[EXERCISE DIRECTIONS]
Select every line in the data below that contains the word "wall", and copy each of those lines.

[SUPPLIED ENTRIES]
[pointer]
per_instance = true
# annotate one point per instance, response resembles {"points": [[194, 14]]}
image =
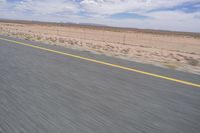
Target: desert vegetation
{"points": [[168, 49]]}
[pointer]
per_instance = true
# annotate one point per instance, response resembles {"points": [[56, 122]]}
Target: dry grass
{"points": [[147, 46]]}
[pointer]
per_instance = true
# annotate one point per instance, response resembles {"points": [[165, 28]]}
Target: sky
{"points": [[174, 15]]}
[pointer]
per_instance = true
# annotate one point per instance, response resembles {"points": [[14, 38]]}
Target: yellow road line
{"points": [[105, 63]]}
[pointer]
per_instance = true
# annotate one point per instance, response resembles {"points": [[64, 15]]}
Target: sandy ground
{"points": [[181, 52]]}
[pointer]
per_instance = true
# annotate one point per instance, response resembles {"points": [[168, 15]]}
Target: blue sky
{"points": [[178, 15]]}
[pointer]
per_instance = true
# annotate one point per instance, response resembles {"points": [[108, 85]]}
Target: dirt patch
{"points": [[180, 52]]}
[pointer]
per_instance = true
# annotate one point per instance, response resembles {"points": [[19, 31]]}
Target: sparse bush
{"points": [[193, 62]]}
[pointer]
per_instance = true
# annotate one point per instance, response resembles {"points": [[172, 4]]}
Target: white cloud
{"points": [[109, 7], [47, 6]]}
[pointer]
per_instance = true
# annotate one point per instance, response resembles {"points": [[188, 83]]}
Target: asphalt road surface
{"points": [[44, 92]]}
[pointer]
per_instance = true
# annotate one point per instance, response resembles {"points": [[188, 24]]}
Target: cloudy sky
{"points": [[178, 15]]}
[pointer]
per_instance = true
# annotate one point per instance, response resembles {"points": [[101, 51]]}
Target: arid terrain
{"points": [[175, 50]]}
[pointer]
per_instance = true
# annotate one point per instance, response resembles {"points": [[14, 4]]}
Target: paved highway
{"points": [[47, 92]]}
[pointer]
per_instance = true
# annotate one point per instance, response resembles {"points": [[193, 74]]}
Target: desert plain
{"points": [[174, 50]]}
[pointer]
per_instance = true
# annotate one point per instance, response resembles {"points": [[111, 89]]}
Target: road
{"points": [[46, 92]]}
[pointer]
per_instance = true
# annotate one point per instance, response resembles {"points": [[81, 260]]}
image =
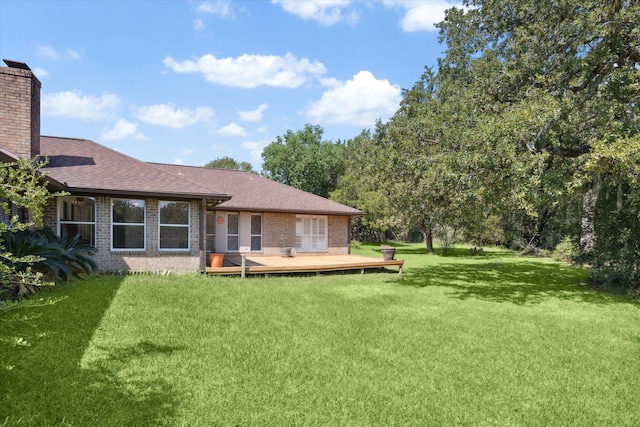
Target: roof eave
{"points": [[295, 211], [116, 192]]}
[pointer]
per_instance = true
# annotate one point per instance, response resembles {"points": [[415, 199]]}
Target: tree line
{"points": [[526, 134]]}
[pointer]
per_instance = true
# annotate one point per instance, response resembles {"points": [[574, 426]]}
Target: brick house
{"points": [[148, 216]]}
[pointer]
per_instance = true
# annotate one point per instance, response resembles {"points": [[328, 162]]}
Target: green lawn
{"points": [[457, 340]]}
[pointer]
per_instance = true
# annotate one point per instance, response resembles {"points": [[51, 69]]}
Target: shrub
{"points": [[567, 250], [40, 254]]}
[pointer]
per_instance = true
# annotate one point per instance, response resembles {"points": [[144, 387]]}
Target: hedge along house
{"points": [[148, 216]]}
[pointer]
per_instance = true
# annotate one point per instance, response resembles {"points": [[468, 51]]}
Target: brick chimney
{"points": [[19, 109]]}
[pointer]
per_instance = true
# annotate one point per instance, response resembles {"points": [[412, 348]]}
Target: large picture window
{"points": [[77, 215], [210, 218], [174, 225], [256, 232], [128, 224], [233, 232], [311, 233]]}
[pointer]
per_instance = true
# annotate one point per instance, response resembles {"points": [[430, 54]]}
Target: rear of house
{"points": [[148, 216]]}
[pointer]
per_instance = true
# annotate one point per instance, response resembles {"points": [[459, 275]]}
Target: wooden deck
{"points": [[301, 264]]}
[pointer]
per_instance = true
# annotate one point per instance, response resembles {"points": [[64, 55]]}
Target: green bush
{"points": [[42, 253], [567, 250]]}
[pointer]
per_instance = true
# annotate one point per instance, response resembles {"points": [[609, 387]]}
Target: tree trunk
{"points": [[427, 237], [588, 229]]}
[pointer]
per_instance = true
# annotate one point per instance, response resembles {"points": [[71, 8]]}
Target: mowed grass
{"points": [[457, 340]]}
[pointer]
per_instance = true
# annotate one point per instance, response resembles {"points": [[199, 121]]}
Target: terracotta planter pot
{"points": [[388, 254], [285, 251], [216, 260]]}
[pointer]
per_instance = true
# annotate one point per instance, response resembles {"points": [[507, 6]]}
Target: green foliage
{"points": [[22, 186], [567, 250], [41, 252], [302, 160], [229, 163]]}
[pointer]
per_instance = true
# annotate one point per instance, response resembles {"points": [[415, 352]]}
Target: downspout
{"points": [[203, 261], [349, 225]]}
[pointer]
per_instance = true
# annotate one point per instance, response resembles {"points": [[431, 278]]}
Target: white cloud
{"points": [[326, 12], [232, 129], [198, 25], [51, 53], [422, 16], [121, 130], [358, 102], [170, 116], [41, 73], [219, 7], [253, 115], [249, 71], [256, 148], [77, 106], [47, 52]]}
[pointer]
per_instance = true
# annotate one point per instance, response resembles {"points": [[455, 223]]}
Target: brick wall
{"points": [[280, 230], [150, 259], [339, 234], [19, 112]]}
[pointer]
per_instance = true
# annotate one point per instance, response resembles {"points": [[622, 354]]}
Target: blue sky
{"points": [[187, 82]]}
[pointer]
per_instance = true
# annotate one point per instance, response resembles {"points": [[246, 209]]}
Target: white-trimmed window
{"points": [[127, 224], [174, 226], [77, 215], [311, 233], [256, 232], [233, 232], [210, 219]]}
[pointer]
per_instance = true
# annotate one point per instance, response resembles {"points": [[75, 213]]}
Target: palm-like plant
{"points": [[58, 258]]}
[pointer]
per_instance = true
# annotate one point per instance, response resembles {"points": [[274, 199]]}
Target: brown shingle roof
{"points": [[84, 166], [251, 192]]}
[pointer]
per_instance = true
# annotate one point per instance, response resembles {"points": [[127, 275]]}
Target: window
{"points": [[256, 232], [311, 233], [210, 218], [174, 225], [78, 216], [233, 228], [127, 224]]}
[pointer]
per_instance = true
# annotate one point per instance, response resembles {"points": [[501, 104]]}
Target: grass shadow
{"points": [[520, 282], [42, 381]]}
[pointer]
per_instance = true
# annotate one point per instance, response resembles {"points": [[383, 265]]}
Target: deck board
{"points": [[303, 264]]}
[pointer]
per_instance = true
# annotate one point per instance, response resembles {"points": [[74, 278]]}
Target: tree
{"points": [[556, 85], [303, 160], [229, 163], [21, 187], [356, 189]]}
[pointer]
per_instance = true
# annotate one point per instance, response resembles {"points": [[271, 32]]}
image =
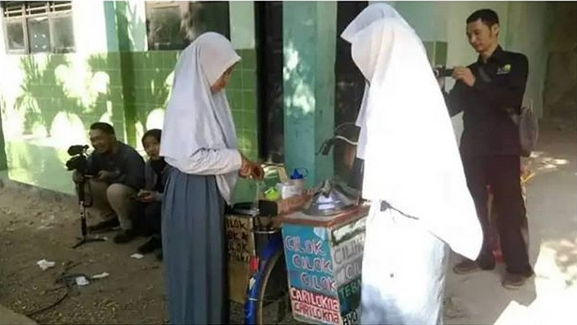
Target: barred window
{"points": [[172, 25], [35, 27]]}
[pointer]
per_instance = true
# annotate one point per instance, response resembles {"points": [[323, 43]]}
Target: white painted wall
{"points": [[89, 26], [242, 24]]}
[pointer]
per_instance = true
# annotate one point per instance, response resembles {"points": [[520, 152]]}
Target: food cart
{"points": [[324, 263]]}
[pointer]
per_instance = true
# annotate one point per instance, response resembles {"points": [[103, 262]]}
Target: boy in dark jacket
{"points": [[150, 198]]}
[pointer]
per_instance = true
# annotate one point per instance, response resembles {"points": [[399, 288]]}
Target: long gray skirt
{"points": [[193, 244], [404, 268]]}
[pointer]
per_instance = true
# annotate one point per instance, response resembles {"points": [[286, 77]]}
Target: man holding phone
{"points": [[115, 173], [490, 92]]}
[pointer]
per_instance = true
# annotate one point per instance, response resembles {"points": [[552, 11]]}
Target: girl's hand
{"points": [[245, 168]]}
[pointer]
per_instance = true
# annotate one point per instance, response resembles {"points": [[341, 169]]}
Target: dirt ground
{"points": [[34, 228]]}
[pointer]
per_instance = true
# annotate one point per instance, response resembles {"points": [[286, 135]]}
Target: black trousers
{"points": [[502, 174]]}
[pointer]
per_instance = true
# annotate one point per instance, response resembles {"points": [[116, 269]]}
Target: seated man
{"points": [[116, 173]]}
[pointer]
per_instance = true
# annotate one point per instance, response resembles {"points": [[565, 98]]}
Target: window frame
{"points": [[49, 10], [183, 6]]}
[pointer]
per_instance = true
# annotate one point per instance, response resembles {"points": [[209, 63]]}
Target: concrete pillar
{"points": [[309, 42]]}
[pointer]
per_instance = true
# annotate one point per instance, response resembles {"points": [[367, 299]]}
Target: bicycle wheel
{"points": [[273, 305]]}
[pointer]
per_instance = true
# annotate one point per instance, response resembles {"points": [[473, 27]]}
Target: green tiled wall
{"points": [[123, 88], [42, 97]]}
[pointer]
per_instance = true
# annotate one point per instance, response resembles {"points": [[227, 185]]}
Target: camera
{"points": [[441, 72], [79, 161]]}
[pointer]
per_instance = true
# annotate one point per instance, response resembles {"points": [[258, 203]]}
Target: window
{"points": [[34, 27], [172, 25]]}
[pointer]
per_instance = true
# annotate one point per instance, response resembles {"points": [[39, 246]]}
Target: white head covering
{"points": [[411, 156], [195, 117], [368, 16]]}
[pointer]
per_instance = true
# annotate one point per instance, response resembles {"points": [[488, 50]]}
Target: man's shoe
{"points": [[149, 246], [104, 226], [468, 266], [124, 236], [515, 281]]}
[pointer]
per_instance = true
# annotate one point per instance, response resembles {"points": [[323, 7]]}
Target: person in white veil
{"points": [[413, 176], [199, 143]]}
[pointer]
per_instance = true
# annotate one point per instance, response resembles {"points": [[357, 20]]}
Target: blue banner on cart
{"points": [[308, 259]]}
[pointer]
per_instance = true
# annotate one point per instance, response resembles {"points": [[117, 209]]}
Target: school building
{"points": [[67, 64]]}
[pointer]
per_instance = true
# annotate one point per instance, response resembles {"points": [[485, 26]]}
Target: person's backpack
{"points": [[528, 130]]}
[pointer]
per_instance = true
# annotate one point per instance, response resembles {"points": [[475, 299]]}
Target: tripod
{"points": [[86, 238]]}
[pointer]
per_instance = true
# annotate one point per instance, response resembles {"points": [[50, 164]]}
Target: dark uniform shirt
{"points": [[487, 106], [126, 163]]}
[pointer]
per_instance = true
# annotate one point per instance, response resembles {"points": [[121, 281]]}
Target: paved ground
{"points": [[7, 316]]}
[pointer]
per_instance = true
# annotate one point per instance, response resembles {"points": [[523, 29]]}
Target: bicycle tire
{"points": [[277, 260]]}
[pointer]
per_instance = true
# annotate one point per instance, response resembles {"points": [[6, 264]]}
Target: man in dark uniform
{"points": [[490, 92]]}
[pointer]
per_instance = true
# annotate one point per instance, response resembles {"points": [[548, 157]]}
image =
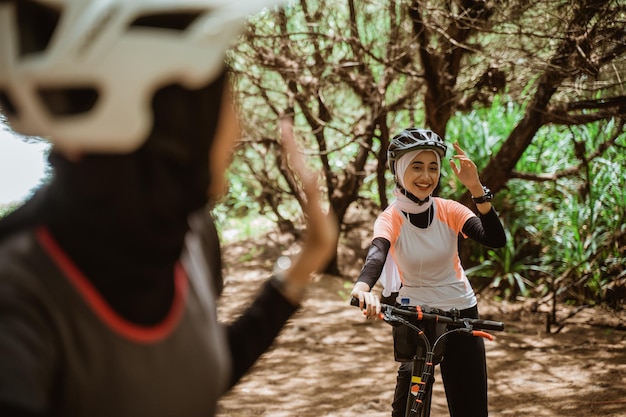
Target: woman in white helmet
{"points": [[415, 255], [109, 274]]}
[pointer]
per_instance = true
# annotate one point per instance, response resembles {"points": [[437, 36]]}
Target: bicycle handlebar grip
{"points": [[488, 325]]}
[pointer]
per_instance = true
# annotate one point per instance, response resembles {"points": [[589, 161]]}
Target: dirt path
{"points": [[330, 361]]}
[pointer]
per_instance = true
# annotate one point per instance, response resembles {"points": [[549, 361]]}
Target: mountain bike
{"points": [[432, 326]]}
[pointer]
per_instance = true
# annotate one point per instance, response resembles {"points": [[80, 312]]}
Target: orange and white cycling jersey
{"points": [[425, 260]]}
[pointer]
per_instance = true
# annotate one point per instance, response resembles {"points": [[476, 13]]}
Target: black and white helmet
{"points": [[111, 54], [413, 139]]}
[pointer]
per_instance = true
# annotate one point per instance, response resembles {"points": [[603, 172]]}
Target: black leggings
{"points": [[464, 374]]}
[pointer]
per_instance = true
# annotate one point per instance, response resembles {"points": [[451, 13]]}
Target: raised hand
{"points": [[321, 233], [466, 170]]}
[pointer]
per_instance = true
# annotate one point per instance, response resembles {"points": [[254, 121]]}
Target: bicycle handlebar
{"points": [[449, 317]]}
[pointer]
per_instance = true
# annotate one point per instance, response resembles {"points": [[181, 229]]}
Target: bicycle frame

[TASK OUTPUT]
Target: brick wall
Target: white painted wall
Target: green tiled wall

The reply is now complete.